Dataset entries
++++++

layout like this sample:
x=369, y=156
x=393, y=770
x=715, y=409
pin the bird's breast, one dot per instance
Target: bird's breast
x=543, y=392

++++++

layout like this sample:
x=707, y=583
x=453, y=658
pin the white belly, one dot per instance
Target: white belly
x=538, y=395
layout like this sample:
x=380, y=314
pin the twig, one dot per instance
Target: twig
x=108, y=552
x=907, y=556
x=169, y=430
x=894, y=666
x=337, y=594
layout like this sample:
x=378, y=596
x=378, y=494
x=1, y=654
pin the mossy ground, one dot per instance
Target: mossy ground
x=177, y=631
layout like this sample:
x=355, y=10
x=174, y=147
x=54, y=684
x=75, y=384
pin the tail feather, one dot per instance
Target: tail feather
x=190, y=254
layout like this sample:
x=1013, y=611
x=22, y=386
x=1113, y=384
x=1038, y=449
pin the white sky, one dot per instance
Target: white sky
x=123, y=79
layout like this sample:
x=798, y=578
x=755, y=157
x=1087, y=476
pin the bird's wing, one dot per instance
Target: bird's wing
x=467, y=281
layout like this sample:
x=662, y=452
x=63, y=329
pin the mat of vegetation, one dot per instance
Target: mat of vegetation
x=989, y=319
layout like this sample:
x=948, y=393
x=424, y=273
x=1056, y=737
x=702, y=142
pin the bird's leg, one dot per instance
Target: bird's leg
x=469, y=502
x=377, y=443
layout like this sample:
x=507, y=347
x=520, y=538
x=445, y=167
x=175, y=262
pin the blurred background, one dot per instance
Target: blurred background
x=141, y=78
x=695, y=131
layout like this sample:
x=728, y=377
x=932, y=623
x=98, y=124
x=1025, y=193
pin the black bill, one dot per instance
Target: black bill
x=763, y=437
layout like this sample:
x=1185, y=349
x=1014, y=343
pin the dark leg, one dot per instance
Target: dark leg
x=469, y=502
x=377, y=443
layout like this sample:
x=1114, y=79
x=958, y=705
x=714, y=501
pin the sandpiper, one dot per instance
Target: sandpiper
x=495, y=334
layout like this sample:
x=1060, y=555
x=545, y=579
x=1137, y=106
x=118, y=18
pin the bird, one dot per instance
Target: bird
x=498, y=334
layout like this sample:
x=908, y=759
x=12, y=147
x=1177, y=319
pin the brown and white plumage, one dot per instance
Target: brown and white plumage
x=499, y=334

++++++

*PROBLEM TO SOLVE*
What you give back must be the stretch above, starting at the line with "x=378, y=494" and ending at the line with "pin the bird's wing, one dot per instance", copied exactly.

*SOLUTION FOR THIS PROBLEM*
x=378, y=494
x=1, y=654
pin the mossy ground, one dot per instance
Target: mossy ground
x=177, y=631
layout like this sample:
x=355, y=10
x=174, y=147
x=54, y=684
x=75, y=384
pin the tail feather, one dot per instance
Target: tail feather
x=190, y=254
layout like this sample:
x=1013, y=611
x=22, y=386
x=1113, y=384
x=1038, y=449
pin the white sky, one dot per instance
Target: white sky
x=123, y=79
layout like this sample:
x=798, y=578
x=755, y=157
x=1087, y=476
pin the bird's wing, one dot per instance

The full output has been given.